Start of Data under study

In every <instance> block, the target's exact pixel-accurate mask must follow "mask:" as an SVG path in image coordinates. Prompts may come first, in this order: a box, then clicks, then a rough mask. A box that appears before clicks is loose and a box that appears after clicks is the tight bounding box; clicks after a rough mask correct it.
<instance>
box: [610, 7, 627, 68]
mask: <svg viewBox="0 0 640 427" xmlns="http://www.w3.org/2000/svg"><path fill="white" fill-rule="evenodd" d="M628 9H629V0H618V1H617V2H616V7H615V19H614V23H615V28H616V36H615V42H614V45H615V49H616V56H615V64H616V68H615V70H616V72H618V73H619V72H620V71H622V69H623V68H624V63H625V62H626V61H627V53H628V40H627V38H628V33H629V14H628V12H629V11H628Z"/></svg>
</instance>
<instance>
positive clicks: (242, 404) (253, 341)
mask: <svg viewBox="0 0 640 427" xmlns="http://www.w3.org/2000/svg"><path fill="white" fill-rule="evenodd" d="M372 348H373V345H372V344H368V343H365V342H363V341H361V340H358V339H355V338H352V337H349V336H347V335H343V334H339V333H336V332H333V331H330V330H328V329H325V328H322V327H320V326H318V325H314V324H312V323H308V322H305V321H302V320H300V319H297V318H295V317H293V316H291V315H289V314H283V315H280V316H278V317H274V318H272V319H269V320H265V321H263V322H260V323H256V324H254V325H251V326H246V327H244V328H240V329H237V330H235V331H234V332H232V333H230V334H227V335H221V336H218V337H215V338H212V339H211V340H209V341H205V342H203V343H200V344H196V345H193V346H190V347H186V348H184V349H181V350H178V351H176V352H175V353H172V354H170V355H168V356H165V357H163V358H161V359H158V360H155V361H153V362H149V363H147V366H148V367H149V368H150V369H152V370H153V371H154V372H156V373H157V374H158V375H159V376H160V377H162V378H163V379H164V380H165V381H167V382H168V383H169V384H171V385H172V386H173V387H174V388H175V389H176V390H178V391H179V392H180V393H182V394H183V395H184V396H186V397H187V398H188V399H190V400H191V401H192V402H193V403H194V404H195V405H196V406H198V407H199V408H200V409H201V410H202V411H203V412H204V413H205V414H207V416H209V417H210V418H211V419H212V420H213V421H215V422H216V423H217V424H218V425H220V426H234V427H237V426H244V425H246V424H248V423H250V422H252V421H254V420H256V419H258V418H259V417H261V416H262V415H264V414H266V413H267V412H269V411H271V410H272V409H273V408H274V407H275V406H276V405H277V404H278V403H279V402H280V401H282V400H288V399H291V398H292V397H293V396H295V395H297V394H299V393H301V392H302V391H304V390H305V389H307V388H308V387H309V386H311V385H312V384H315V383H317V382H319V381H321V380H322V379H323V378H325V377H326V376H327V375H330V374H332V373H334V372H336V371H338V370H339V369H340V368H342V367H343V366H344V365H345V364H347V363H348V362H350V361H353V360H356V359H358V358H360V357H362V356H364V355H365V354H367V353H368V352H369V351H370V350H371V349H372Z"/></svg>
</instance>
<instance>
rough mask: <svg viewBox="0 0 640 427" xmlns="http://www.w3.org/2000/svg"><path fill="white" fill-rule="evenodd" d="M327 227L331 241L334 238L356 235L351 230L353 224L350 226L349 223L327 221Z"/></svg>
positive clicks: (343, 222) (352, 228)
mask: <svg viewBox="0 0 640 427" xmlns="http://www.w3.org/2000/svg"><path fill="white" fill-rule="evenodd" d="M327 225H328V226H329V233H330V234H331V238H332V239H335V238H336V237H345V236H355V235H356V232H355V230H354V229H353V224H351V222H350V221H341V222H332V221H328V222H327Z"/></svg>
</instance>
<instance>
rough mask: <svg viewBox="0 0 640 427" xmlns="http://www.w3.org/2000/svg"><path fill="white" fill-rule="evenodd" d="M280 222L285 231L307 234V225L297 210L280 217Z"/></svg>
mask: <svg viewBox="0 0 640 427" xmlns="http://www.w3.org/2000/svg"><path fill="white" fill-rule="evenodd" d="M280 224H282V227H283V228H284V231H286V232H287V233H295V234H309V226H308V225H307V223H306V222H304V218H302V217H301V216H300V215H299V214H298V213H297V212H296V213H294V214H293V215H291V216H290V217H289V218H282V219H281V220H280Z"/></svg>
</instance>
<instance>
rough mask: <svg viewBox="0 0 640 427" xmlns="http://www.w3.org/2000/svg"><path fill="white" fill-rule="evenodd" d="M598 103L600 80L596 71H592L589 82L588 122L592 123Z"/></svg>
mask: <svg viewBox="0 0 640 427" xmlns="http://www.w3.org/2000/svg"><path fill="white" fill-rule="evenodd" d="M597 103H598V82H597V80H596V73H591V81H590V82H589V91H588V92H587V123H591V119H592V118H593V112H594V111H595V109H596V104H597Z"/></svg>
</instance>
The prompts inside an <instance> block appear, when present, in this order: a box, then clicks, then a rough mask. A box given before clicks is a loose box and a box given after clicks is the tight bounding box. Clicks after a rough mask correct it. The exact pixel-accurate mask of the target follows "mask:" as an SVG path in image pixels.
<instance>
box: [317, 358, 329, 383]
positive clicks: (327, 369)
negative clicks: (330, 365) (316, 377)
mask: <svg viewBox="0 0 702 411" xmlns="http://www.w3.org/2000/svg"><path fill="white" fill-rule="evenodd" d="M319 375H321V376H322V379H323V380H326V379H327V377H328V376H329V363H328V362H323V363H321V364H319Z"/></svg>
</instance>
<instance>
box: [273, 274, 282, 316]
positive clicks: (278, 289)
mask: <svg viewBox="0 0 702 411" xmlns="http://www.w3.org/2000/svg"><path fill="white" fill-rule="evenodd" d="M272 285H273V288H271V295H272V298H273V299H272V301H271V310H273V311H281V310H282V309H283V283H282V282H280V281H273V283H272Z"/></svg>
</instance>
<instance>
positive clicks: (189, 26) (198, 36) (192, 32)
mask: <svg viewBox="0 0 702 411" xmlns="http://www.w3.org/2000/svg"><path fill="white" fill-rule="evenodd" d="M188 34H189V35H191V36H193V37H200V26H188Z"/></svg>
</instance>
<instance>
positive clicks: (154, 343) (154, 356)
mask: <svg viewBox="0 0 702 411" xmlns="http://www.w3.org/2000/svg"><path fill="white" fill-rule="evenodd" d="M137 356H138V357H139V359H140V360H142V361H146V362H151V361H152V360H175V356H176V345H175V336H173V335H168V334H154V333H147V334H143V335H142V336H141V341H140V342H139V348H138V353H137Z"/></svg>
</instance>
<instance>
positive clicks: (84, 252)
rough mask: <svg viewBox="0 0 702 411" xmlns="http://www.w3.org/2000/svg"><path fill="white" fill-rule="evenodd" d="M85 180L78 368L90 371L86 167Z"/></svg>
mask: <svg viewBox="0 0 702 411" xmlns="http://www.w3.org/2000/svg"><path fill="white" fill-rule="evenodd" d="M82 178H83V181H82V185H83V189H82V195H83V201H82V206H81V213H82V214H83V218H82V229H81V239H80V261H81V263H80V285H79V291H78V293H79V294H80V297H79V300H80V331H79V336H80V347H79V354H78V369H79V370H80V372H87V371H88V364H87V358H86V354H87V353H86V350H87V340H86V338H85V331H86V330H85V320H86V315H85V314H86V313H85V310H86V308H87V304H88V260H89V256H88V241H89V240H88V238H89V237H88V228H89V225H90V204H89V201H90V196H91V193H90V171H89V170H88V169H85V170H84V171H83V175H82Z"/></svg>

End of Data under study

All lines in the entries above that hold the word "block" need to be copied.

In every <instance> block, the target's exact pixel-accurate mask must follow "mask:" as an SVG path in image coordinates. Prompts may come first, in this order: a box, then clicks, then a rough mask. A box that appears before clicks is loose and a box that appears after clicks is the tight bounding box; clicks after a rough mask correct it.
The prompts inside an <instance> block appear, when present, in this order: a box, then clicks, then a rough mask. A box given before clicks is a loose box and a box given after clicks is the tight bounding box. Clicks after a rough mask correct it. The exact pixel-accurate mask of the target follows "mask:" as an SVG path in image pixels.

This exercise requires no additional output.